--- Records to process ---

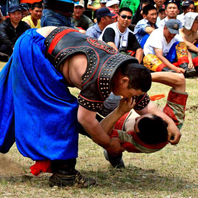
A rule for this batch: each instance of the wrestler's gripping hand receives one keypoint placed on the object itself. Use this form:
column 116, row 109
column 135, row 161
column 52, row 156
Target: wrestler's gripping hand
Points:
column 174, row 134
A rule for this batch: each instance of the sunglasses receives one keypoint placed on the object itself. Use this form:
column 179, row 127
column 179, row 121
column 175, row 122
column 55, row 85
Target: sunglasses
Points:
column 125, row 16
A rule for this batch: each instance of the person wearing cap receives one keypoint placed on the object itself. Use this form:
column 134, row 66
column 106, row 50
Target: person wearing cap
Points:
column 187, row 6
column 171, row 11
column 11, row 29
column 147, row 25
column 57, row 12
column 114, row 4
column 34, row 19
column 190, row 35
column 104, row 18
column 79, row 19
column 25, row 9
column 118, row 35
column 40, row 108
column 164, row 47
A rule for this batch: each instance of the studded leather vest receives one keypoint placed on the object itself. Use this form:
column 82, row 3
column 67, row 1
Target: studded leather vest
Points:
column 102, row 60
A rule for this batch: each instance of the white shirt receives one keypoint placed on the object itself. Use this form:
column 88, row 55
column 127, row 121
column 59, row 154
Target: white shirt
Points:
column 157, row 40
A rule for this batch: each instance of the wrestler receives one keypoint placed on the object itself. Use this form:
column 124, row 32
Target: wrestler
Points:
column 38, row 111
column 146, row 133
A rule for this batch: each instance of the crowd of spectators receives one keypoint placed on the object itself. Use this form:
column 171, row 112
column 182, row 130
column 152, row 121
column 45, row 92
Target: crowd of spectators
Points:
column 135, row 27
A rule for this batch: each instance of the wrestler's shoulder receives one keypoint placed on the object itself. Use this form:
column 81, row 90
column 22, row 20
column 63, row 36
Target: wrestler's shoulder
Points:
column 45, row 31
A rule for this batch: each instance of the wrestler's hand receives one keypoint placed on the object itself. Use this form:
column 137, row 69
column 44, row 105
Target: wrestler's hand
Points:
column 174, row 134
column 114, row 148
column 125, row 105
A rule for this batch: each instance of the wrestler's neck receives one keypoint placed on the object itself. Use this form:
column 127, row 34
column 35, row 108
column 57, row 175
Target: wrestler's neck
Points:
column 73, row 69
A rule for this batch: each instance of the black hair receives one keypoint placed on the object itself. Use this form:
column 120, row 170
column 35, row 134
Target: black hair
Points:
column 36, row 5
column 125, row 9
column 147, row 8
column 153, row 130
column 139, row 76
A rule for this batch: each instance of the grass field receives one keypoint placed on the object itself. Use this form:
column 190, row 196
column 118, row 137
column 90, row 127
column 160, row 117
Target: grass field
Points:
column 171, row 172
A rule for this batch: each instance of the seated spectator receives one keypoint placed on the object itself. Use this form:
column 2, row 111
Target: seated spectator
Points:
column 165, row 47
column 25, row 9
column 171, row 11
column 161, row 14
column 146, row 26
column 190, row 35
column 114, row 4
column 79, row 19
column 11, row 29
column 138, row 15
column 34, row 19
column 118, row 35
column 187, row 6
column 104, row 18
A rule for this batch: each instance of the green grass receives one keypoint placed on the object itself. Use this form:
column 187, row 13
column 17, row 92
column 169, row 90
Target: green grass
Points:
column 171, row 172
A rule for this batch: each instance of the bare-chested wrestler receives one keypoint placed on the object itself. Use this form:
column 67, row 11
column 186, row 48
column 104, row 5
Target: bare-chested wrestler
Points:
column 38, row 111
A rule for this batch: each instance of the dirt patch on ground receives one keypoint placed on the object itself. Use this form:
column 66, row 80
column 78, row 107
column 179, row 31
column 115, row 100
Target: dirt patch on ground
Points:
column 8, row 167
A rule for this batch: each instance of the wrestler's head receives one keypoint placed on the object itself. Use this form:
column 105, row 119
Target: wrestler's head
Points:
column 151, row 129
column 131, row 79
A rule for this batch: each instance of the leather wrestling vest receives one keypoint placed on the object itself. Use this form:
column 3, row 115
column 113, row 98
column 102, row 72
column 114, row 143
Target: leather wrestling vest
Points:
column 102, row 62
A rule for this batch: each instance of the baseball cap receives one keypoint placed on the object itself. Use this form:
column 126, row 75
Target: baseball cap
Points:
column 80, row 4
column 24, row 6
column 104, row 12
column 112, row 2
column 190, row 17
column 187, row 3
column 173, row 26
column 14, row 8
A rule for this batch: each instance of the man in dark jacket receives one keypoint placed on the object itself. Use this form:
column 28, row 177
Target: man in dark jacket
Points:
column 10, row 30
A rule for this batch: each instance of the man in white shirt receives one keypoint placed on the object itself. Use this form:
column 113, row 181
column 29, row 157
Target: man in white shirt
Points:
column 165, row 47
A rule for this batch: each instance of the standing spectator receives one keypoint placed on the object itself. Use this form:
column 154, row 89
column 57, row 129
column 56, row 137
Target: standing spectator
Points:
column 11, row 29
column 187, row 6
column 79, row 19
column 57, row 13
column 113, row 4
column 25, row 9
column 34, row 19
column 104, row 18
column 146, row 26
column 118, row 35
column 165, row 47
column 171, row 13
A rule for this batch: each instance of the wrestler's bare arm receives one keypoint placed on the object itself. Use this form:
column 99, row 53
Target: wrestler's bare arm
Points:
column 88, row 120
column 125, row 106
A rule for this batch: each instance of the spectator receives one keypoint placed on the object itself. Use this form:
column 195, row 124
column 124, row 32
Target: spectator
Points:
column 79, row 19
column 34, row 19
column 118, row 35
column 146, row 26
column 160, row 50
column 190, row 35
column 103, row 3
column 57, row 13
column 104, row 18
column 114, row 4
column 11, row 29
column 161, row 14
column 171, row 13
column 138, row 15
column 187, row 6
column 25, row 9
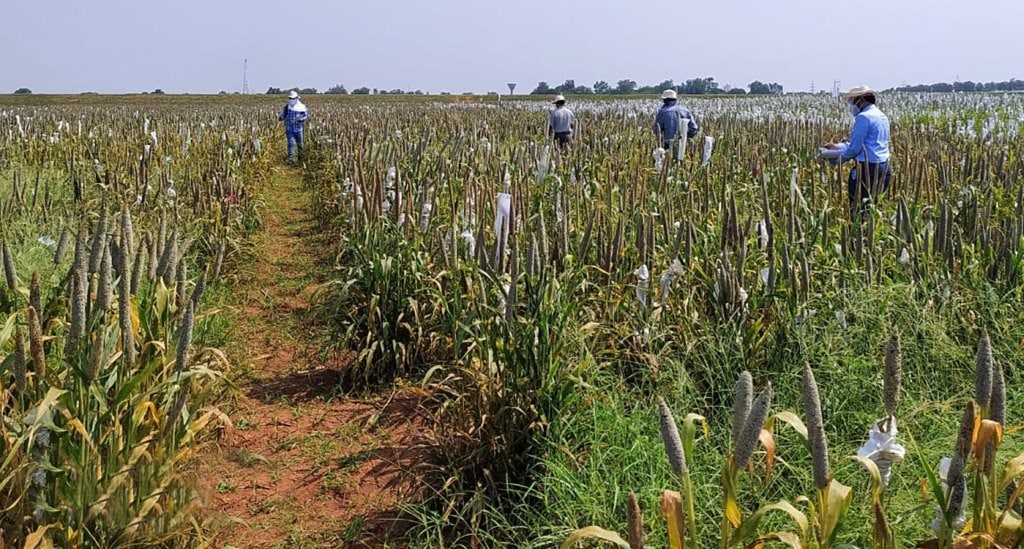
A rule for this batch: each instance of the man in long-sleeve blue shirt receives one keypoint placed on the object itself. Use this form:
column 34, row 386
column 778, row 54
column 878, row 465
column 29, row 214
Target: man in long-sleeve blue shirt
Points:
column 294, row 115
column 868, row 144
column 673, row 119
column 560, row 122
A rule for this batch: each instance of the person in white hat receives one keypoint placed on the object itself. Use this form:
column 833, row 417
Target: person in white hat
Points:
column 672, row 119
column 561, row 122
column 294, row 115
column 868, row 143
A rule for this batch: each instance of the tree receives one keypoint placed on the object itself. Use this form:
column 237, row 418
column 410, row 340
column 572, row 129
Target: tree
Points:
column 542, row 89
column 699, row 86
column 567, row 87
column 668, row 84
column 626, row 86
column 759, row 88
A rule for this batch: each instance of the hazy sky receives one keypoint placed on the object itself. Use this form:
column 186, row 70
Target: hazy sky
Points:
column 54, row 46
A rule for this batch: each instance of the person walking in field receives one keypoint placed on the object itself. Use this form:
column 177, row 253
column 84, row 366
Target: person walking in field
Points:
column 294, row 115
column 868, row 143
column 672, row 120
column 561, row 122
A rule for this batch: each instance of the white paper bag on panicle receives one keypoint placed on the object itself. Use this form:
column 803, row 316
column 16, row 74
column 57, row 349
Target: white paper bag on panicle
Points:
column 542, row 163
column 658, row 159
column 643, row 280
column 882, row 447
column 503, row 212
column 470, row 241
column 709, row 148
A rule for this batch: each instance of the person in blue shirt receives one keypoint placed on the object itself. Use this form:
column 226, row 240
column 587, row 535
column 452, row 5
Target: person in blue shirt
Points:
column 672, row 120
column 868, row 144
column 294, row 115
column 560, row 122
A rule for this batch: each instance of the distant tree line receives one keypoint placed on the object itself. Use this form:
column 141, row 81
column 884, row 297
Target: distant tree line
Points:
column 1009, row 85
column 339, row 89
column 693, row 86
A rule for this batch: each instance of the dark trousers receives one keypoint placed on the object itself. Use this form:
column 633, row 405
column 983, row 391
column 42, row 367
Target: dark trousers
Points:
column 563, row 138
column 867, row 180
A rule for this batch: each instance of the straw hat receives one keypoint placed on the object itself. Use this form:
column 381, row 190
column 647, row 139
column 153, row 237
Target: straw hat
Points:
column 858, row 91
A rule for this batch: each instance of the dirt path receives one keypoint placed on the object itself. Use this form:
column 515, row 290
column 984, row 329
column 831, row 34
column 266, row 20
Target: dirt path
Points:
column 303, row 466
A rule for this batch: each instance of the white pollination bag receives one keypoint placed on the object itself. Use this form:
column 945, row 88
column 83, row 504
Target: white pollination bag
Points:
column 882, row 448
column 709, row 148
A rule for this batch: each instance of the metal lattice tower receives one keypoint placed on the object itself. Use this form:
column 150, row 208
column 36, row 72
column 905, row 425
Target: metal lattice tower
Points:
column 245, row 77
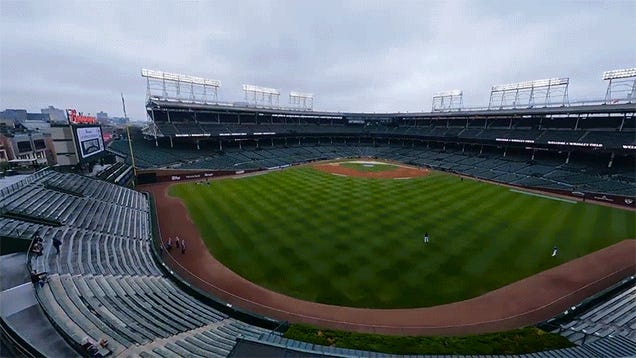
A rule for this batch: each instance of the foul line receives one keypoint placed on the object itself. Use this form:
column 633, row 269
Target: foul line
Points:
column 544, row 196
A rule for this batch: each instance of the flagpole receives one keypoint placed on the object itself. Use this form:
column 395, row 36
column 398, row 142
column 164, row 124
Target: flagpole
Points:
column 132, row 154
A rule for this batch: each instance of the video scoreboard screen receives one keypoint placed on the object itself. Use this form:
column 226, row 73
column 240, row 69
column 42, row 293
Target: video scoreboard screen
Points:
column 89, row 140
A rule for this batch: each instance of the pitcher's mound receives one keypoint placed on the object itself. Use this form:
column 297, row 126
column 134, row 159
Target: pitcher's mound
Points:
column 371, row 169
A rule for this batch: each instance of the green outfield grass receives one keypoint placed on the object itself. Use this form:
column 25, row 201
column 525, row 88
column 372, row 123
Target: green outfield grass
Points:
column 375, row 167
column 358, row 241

---

Arrange the lines above as a numbered list, starting at the line that contains "white hat receives" and ending at the line that contains "column 759, row 88", with both of those lines included. Leave out any blank lines.

1. A rule for this batch: each instance of the person in white hat receives one keypoint placed on the object itself. Use this form:
2. column 833, row 417
3. Target: person in white hat
4. Points:
5. column 672, row 119
6. column 561, row 122
7. column 294, row 115
8. column 868, row 143
9. A rule for this batch: each instance of the tree receives one keypoint placed on the object itself. Use this form:
10. column 237, row 418
11. column 410, row 340
12. column 572, row 129
13. Target: tree
14. Points:
15. column 542, row 89
16. column 699, row 86
17. column 567, row 87
18. column 668, row 84
19. column 626, row 86
20. column 759, row 88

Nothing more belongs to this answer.